WHAT THE TASK ASKS
Please copy, exactly as they appear below, the lines from the one containing "Query: middle finger" through the one containing "One marker per instance, like [252,954].".

-=-=-

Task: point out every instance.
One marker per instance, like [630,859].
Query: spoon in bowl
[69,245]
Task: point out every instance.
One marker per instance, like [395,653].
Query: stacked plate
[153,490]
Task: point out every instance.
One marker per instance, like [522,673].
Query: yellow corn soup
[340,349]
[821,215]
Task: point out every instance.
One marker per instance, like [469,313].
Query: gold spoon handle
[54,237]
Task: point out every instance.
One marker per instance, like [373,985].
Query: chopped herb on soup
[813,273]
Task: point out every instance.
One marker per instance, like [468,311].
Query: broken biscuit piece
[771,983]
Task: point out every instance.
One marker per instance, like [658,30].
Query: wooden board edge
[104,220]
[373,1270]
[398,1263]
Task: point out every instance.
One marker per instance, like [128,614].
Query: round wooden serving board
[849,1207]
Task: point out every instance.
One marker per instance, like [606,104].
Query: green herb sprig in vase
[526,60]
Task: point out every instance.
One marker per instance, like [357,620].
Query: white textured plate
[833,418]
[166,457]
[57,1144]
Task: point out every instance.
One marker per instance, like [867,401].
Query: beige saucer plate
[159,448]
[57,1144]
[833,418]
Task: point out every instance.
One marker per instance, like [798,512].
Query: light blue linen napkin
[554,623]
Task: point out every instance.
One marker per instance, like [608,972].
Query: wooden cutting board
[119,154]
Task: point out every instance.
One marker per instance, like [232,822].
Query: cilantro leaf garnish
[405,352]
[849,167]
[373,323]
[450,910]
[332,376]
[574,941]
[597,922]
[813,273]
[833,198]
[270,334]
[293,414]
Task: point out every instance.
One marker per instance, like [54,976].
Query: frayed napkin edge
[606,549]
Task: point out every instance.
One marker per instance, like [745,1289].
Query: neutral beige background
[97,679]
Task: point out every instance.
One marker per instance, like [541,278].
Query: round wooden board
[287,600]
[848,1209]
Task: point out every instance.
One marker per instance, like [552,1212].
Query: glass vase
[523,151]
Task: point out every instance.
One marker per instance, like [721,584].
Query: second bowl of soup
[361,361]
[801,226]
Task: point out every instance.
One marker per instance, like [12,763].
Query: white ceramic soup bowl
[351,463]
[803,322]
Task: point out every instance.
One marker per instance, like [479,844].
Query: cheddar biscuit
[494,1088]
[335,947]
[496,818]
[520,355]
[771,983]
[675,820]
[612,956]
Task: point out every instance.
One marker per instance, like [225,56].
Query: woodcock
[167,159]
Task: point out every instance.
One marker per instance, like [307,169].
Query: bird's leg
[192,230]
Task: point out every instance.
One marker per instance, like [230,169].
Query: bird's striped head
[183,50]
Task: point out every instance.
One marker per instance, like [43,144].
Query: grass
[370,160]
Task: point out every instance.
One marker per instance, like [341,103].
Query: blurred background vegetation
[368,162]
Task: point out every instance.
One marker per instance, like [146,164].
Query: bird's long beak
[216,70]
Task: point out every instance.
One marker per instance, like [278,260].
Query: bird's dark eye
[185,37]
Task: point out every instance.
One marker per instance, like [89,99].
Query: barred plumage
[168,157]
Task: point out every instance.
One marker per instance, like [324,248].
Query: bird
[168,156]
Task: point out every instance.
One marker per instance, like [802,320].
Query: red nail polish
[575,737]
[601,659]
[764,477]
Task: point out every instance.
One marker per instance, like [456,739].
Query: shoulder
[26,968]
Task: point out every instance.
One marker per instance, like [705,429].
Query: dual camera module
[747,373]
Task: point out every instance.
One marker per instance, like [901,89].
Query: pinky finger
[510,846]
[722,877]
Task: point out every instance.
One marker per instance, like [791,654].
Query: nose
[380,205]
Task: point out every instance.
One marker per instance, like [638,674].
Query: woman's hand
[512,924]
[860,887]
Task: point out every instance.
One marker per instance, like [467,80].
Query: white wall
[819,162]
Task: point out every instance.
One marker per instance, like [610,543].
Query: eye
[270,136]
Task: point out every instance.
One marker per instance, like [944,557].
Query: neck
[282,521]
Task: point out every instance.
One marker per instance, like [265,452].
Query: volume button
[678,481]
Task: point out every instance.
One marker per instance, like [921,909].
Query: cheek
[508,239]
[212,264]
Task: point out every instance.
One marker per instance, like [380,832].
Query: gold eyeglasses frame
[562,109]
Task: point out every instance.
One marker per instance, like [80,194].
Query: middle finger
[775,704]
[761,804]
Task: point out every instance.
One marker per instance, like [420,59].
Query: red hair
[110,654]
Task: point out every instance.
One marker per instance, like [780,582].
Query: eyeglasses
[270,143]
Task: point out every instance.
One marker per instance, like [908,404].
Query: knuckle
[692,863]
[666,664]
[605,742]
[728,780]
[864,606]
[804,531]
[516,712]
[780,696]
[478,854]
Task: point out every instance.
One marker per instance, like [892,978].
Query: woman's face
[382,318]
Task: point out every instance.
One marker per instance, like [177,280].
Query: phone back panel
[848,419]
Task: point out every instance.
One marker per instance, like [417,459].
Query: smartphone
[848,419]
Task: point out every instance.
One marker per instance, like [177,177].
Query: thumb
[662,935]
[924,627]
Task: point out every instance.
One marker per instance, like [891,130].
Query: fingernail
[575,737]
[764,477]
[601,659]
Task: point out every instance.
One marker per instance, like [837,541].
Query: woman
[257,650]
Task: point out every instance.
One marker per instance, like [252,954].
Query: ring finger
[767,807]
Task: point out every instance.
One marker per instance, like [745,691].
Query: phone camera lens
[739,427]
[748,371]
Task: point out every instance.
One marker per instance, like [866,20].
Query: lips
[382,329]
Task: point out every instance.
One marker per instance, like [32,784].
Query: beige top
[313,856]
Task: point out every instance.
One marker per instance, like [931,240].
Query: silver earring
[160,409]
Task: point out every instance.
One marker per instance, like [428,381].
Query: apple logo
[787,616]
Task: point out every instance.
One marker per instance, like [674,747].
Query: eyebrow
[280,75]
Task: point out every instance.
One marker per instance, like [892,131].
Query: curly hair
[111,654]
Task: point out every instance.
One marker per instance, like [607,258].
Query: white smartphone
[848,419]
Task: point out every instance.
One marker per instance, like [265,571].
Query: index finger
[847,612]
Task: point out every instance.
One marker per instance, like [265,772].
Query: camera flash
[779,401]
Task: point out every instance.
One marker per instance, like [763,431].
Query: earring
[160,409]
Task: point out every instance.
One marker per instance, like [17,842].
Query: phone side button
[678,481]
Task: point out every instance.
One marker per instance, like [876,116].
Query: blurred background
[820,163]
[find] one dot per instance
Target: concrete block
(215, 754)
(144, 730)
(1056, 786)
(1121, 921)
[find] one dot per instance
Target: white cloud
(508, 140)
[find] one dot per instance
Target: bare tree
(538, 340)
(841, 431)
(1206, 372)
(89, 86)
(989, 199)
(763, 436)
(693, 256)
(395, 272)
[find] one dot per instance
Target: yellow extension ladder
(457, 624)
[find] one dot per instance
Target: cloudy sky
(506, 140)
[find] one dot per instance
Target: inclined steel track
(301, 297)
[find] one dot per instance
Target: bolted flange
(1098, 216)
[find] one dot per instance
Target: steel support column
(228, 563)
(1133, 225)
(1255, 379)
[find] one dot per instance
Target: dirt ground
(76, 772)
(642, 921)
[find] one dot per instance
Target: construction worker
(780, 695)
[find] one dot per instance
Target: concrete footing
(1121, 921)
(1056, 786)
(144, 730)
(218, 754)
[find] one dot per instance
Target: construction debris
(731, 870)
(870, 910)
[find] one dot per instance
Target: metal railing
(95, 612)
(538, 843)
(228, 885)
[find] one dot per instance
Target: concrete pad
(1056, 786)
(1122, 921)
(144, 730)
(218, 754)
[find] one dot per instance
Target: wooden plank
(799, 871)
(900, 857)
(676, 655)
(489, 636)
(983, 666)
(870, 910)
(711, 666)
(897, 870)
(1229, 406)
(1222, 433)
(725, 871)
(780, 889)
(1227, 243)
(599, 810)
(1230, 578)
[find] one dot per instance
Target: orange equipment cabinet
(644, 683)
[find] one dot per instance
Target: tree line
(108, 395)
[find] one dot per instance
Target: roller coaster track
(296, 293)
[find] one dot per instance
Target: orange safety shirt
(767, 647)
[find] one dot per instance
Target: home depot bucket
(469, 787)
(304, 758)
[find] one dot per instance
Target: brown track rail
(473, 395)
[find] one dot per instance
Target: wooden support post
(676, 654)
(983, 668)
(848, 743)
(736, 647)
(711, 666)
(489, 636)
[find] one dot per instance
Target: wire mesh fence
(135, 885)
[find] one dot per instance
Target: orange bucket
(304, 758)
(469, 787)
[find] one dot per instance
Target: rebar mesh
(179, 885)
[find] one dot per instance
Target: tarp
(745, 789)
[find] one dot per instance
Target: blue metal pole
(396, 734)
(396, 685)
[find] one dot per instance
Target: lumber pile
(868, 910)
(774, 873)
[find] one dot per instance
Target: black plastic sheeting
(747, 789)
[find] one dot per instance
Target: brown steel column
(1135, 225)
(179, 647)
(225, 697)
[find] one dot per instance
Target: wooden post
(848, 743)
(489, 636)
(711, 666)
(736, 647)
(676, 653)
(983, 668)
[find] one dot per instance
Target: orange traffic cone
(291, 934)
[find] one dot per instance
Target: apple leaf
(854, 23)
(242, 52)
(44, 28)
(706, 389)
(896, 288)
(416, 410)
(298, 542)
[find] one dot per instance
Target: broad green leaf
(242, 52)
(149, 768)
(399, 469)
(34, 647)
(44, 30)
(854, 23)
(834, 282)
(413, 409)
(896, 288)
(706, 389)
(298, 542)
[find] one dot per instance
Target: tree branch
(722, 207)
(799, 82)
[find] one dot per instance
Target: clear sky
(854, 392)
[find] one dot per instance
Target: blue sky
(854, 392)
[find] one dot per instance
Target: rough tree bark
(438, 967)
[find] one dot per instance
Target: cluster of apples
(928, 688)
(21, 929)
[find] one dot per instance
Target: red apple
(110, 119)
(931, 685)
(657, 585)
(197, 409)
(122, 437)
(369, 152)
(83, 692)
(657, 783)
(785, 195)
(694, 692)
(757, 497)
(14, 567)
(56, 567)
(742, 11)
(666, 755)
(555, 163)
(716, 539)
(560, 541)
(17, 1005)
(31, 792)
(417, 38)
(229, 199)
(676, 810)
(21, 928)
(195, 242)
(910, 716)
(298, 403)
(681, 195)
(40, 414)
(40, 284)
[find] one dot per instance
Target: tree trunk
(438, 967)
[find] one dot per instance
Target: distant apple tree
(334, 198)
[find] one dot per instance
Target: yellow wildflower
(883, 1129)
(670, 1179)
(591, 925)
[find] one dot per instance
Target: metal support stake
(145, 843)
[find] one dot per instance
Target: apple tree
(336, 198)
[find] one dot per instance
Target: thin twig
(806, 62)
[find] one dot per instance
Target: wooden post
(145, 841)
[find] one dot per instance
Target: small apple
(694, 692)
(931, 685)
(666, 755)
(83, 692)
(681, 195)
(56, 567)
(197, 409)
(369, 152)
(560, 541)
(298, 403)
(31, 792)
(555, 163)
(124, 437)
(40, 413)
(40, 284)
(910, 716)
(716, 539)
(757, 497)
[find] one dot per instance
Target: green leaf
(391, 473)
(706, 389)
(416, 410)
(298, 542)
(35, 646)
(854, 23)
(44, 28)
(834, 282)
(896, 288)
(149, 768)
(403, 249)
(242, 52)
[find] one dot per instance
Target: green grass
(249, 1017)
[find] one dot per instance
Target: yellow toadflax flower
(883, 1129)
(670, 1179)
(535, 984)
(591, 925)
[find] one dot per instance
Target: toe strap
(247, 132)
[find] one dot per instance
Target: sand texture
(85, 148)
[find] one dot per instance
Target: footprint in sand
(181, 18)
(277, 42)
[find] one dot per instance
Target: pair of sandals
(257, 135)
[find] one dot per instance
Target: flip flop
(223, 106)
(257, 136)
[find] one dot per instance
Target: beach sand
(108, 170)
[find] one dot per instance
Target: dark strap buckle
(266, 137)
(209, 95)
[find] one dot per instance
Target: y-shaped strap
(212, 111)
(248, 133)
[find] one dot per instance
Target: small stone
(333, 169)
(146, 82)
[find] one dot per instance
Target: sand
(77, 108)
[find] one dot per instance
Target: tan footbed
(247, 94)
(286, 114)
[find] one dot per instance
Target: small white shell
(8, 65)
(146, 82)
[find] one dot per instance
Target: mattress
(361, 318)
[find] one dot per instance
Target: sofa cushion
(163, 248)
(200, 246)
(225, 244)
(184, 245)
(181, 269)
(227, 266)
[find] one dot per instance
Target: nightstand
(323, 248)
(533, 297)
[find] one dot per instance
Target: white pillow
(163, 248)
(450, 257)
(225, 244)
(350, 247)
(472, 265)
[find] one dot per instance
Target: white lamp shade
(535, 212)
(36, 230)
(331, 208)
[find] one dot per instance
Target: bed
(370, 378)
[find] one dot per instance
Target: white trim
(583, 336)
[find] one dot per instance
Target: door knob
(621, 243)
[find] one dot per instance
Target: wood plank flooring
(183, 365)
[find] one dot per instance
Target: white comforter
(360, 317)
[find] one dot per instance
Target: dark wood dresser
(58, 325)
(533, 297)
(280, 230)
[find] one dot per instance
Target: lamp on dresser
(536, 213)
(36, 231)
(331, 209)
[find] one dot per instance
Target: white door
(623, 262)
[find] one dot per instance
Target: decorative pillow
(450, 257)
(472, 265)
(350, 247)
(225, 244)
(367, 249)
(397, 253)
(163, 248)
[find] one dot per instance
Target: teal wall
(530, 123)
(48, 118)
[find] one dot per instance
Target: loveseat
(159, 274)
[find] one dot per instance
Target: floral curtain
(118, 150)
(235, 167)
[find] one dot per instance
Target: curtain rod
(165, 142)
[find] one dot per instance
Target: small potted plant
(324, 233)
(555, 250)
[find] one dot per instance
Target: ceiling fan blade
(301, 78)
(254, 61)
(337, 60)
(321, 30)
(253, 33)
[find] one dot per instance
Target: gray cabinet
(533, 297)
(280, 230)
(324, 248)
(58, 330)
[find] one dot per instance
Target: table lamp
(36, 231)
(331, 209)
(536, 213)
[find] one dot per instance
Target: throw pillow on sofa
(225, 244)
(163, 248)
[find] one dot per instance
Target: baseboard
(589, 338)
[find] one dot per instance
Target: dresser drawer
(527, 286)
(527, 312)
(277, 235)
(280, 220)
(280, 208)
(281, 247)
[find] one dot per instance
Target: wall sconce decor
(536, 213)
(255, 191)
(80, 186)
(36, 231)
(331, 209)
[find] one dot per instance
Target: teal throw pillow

-=-=-

RESPONSE AREA
Query: middle finger
[775,704]
[761,804]
Task: point out every instance.
One marker per instance, like [420,59].
Query: red hair
[110,654]
Task: point out every instance.
One marker per instance, like [780,582].
Query: eyeglasses
[270,143]
Task: point out every instance.
One marker per instance, like [908,404].
Query: knuckle
[692,863]
[666,664]
[605,742]
[728,780]
[864,606]
[804,531]
[516,712]
[780,696]
[478,854]
Task: point out every instance.
One marker per instance, like [892,978].
Query: woman's face
[382,318]
Task: point out every instance.
One marker per instance, like [177,280].
Query: phone back panel
[848,419]
Task: point out every instance.
One marker per instance, like [417,459].
Query: smartphone
[848,419]
Task: point out every instance.
One marker per instance, like [177,177].
Query: thumb
[662,935]
[924,627]
Task: point out every instance.
One marker per instance, like [891,130].
Query: fingernail
[575,737]
[764,477]
[601,659]
Task: point out every instance.
One marker per instance, like [837,541].
Query: woman
[257,650]
Task: point out every instance.
One marker per instance, like [252,954].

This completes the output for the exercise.